SOURCE TEXT

__________

Mention has already been made of office and other elevators, in which compressed air is an important factor in operating the same and for preventing accidents.
If a waterfall is convenient, air is compressed by the body of descending water, and used to ventilate tunnels, and deep shafts and mines, or drive the drills or other tools.
The pneumatic mail tube despatch system, by which letters, parcels, etc., are sent from place to place by the force of atmospheric pressure in an air-exhausted tube, is a decidedly modern invention, unknown in use even by those who are still children. Tubes as large as eight inches in diameter are now in use in which cartridge boxes are placed, each holding six hundred or more letters, and when the air is exhausted the cartridge is forced through the tubes to the distance sometimes of three miles and more in a few minutes.
In travelling by rail the train is now guided in starting or in stopping on to the right track, which may be one out of forty or fifty, by a pneumatic switch, the switches for the whole number of tracks being under the control of a single operator. The fast-moving train is stopped by an air brake, and the locomotive bell is rung by touching an air cylinder. The “baggage smashing,” a custom more honoured in the breach than in the observance, is prevented by a pneumatic baggage arrangement consisting of an air-containing cylinder, and an arm on which to place the baggage, and which arm is then quickly raised by the cylinder piston and is automatically swung around by a cam action carrying the baggage out of or into the car.

__________

Segmentation mask data:
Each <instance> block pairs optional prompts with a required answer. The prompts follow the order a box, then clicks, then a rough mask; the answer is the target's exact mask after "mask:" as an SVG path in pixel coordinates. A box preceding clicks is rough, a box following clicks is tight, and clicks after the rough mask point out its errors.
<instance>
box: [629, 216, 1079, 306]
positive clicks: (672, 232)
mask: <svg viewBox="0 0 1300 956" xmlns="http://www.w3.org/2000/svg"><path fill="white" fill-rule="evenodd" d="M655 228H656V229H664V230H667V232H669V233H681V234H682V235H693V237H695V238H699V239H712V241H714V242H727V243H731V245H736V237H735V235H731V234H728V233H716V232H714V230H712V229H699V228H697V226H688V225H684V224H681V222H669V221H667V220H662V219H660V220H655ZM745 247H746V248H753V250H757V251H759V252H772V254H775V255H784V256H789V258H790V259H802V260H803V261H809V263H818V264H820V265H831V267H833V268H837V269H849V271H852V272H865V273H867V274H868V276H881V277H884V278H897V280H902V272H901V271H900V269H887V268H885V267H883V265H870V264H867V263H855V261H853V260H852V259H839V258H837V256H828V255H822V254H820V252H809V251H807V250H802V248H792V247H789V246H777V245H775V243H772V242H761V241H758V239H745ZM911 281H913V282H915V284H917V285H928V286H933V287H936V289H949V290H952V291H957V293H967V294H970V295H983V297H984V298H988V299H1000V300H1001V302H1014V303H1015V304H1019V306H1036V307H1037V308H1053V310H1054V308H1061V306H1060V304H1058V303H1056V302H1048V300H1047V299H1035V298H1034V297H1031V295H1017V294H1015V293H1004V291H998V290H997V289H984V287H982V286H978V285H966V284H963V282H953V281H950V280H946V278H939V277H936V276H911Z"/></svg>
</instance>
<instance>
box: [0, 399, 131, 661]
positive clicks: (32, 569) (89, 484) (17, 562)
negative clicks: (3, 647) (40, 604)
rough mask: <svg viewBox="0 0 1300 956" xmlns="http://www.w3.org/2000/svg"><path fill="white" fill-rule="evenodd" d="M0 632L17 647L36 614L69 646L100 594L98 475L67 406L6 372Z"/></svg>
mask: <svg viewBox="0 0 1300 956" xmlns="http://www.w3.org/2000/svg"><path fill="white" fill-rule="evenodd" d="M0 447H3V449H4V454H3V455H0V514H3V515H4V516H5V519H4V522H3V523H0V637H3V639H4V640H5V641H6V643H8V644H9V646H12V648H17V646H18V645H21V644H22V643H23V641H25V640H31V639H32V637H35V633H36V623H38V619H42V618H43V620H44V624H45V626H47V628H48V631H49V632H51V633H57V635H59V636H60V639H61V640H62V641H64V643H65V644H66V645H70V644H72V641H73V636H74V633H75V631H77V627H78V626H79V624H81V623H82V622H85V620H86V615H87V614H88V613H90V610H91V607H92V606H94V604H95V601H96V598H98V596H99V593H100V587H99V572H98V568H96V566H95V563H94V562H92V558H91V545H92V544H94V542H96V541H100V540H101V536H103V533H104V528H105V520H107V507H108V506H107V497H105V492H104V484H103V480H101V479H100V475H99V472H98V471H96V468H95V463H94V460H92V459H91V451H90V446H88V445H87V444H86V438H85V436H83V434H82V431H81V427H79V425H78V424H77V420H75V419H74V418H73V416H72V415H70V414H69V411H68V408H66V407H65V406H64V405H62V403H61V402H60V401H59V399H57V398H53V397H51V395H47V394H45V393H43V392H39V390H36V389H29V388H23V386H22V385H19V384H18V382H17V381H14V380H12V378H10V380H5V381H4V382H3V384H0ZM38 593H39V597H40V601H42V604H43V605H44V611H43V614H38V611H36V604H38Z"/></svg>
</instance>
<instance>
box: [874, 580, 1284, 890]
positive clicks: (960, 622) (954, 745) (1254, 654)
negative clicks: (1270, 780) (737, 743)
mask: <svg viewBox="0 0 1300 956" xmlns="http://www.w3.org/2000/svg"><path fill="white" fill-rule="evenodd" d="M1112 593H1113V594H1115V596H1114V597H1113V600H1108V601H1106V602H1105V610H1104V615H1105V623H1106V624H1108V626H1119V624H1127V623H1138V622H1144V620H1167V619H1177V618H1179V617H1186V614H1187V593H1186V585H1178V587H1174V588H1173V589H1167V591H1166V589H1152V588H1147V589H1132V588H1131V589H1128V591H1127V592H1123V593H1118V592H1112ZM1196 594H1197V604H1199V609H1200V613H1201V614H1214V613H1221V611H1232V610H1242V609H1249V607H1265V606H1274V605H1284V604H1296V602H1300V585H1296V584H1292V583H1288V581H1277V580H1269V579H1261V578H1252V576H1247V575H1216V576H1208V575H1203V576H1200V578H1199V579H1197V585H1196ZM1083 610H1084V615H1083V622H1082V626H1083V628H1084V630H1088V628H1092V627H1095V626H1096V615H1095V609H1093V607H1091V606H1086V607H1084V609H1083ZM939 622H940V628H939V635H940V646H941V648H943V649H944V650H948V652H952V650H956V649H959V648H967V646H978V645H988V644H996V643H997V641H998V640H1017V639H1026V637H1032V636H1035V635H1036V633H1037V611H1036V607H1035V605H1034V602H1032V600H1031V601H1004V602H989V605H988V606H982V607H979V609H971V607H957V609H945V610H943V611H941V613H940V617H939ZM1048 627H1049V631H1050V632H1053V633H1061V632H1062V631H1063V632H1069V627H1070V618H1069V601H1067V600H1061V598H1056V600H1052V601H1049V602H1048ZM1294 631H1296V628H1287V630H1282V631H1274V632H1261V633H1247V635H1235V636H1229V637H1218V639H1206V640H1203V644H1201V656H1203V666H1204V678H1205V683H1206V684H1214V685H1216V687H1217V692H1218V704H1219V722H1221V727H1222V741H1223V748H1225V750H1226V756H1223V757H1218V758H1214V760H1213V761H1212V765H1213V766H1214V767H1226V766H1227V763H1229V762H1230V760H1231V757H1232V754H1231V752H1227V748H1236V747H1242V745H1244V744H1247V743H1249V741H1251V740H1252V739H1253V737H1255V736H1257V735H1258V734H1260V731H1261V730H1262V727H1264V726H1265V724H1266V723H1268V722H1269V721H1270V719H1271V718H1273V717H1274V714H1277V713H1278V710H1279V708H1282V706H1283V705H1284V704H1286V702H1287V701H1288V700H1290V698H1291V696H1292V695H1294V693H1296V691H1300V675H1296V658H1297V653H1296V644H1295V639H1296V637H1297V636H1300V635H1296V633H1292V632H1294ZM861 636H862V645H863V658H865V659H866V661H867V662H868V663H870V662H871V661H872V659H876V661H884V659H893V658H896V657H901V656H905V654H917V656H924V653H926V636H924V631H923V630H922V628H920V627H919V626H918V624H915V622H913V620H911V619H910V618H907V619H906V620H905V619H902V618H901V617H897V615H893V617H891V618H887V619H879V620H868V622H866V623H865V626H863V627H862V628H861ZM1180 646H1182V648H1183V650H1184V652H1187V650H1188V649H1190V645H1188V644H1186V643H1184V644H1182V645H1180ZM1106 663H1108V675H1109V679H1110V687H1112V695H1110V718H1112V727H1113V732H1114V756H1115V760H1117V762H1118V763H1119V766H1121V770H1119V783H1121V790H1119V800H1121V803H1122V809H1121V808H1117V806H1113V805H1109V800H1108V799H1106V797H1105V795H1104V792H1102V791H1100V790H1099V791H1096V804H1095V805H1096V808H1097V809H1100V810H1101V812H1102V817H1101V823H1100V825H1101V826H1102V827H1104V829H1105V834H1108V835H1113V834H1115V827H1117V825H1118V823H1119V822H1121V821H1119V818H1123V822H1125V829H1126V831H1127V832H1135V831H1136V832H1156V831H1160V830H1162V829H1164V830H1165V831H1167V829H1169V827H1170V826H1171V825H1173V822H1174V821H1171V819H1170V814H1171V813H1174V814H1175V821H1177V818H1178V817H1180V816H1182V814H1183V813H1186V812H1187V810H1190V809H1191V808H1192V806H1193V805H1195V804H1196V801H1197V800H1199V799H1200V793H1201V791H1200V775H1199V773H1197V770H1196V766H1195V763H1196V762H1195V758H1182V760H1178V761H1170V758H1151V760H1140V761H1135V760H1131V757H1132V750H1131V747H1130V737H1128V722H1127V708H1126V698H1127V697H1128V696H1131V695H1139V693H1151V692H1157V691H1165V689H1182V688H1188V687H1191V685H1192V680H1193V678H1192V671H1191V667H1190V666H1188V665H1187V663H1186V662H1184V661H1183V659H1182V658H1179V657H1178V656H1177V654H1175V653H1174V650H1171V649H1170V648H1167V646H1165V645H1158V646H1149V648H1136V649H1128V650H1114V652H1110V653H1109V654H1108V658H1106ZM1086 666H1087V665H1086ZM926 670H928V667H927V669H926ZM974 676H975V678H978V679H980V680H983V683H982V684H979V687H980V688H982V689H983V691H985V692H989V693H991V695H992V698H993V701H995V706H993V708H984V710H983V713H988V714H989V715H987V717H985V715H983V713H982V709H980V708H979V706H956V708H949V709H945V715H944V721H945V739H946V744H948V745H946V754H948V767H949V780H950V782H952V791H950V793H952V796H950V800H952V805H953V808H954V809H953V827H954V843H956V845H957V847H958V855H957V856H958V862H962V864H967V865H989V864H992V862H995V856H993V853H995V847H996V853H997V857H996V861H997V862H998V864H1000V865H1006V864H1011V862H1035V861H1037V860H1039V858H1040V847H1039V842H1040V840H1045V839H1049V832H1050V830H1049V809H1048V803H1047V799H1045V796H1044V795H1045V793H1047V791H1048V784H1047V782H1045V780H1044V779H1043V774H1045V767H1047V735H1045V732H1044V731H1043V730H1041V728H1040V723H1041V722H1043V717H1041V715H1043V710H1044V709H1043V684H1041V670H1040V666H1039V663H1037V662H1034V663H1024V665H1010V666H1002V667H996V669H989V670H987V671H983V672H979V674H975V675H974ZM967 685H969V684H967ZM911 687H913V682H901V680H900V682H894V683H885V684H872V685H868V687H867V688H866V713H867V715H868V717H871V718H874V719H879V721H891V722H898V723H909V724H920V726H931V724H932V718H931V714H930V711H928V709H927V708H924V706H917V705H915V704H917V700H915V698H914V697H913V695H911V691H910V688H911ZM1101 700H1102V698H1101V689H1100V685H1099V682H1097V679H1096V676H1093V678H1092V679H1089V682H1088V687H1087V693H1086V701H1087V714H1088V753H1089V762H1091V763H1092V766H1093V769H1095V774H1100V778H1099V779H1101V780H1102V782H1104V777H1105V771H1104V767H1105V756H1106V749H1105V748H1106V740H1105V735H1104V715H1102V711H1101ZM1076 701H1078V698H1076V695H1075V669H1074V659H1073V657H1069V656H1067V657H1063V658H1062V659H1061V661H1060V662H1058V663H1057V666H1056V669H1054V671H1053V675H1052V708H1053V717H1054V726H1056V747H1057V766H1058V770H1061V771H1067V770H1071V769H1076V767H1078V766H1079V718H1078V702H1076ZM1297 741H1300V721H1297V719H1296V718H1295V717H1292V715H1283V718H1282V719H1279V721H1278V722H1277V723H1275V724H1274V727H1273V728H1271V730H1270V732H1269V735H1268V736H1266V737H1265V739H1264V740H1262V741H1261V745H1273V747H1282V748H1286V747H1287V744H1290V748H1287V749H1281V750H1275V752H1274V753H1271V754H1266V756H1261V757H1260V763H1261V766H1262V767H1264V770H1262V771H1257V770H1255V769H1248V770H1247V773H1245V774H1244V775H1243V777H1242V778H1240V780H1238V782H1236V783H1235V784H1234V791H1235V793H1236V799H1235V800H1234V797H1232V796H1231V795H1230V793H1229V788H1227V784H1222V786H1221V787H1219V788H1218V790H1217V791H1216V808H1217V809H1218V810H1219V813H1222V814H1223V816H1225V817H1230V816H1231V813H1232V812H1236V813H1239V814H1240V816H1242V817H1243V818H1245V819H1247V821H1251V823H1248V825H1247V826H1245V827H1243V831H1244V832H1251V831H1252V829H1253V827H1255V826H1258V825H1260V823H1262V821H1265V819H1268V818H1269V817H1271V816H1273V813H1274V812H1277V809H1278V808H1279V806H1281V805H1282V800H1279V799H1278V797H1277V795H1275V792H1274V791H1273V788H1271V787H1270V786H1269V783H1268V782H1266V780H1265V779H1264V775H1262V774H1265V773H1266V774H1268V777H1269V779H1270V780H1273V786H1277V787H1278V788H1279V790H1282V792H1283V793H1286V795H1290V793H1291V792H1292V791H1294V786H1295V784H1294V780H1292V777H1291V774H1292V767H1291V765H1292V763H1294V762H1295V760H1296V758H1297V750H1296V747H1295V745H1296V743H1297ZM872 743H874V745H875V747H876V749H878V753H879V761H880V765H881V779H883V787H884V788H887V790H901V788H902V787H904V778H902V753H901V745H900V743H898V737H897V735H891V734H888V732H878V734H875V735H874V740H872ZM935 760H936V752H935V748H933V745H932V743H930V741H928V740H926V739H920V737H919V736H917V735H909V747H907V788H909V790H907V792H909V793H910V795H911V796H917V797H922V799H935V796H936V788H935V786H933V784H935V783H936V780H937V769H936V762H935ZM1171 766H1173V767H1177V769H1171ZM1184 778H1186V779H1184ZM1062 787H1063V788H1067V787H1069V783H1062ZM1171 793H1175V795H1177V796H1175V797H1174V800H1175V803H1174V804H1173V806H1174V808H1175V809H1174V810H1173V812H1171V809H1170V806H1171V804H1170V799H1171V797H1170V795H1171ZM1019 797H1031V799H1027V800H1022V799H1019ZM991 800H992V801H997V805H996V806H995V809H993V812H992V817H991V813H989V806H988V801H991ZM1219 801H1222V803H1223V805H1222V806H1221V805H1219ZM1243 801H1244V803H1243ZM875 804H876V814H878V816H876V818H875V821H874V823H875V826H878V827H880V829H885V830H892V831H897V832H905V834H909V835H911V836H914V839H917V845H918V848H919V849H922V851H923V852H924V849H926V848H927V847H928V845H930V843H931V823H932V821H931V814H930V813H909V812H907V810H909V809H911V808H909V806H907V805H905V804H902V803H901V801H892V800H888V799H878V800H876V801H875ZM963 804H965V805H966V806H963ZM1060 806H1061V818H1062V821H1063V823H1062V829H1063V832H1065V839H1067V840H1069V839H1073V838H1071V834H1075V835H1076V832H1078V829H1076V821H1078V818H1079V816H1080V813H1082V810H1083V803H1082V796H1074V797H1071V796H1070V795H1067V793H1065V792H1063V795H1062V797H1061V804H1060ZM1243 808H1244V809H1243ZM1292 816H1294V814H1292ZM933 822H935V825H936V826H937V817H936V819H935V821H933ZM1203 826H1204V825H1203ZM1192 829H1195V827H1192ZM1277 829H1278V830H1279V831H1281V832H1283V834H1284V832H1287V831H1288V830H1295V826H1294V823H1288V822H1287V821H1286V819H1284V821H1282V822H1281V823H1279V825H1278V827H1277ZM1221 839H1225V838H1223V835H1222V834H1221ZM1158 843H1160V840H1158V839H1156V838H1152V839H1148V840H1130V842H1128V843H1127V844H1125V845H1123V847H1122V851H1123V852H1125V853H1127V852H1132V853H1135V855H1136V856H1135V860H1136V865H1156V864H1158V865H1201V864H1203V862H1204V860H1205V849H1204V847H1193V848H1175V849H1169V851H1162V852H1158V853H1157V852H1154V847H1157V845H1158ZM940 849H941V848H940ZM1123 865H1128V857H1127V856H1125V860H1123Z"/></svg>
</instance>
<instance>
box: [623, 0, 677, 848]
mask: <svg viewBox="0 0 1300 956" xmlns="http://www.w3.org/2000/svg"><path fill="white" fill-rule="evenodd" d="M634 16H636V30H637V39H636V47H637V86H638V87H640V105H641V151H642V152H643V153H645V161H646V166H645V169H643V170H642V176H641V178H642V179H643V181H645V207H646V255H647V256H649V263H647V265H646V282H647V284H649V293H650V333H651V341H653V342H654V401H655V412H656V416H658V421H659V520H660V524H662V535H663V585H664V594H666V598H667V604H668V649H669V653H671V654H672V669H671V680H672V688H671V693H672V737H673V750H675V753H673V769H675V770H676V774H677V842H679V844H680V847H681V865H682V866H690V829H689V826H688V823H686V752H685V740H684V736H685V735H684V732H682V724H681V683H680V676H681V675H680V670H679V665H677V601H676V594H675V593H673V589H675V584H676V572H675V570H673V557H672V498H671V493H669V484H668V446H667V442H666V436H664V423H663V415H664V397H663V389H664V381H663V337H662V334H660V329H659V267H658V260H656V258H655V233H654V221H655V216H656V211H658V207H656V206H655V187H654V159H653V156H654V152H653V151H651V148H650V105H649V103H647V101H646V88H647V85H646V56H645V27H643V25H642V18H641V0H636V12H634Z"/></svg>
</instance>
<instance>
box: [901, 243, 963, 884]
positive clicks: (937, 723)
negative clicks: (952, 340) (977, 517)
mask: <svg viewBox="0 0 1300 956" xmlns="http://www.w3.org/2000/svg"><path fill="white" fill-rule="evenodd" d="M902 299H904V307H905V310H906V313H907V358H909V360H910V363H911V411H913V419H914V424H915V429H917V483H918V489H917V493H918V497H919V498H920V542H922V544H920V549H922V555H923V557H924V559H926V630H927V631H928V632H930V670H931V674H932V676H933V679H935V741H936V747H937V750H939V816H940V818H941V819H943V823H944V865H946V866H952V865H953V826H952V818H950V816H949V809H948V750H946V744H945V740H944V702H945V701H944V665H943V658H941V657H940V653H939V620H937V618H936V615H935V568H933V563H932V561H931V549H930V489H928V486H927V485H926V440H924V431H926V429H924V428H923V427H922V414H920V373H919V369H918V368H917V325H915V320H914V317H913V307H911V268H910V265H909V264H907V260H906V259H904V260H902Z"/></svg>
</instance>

__________

PROBLEMS AND TASKS
**1.** According to the passage on compressed air, how large in diameter are the largest pneumatic mail tubes now in use?
**2.** Write out everything in the passage on compressed air from "If a waterfall" down to "or other tools.".
**3.** Continue the passage on compressed air from the point where it stops.

TASK RESPONSES
**1.** They are as large as eight inches in diameter.

**2.**
If a waterfall is convenient, air is compressed by the body of descending water, and used to ventilate tunnels, and deep shafts and mines, or drive the drills or other tools.

**3.**
Bridge building has been so facilitated by the use of pneumatic machines for raising heavy loads of stone and iron, and for riveting and hammering, and other air tools, aided by the development in the art of quick transportation, that a firm of bridge builders in America can build a splendid bridge in Africa within a hundred days after the contract has been entered upon.
Ship building is hastened by these same air drilling and riveting machines.
The propelling of cars, road vehicles, boats, balloons, and even ships, by explosive gases and compressed air is an extensive art in itself, yet still in its infancy, and will be more fully described in the chapter on carrying machines.
The realm of Art has received a notable advancement by the use of a little blow-pipe or atomiser by which the pigments forming the background on beautiful vases are blown with just that graduated force desired by the operator to produce the most exquisitely smooth and blended effects, while the varying colours are made to melt imperceptibly into one another as delicately as the mingled shade and coloured sunlight fall on a forest brook.
But to enumerate the industrial arts to which air and other pneumatic machines have been adapted would be to catalogue them all. Mention is made of others in chapters in which those special arts are treated.
That Prometheus stole fire from heaven to give it to man is perhaps as authentic an account of the invention of fire as has been given. It is also reported that he brought it to earth in a hollow tube. If a small stick or twig had then been dipped into the divine fire the suggestion of the modern match may be supposed to have been made.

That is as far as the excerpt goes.